## WRITTEN PROBLEM
Retype every line of the material below without any changes, leaving out the pictures.
Start of SUPPLIED RECORDS
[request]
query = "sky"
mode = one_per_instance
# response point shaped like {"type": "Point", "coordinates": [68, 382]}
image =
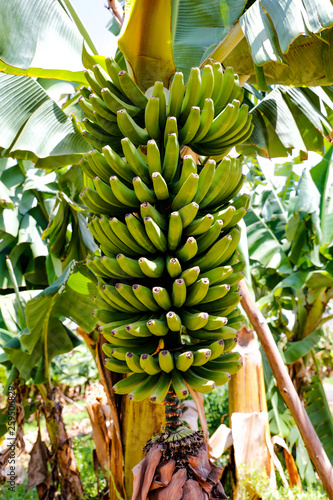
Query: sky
{"type": "Point", "coordinates": [95, 17]}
End of SUPPLIED RECORDS
## ANSWER TO THIS EXERCISE
[request]
query = "sky"
mode = one_per_instance
# response point shaped like {"type": "Point", "coordinates": [68, 382]}
image =
Query: sky
{"type": "Point", "coordinates": [95, 17]}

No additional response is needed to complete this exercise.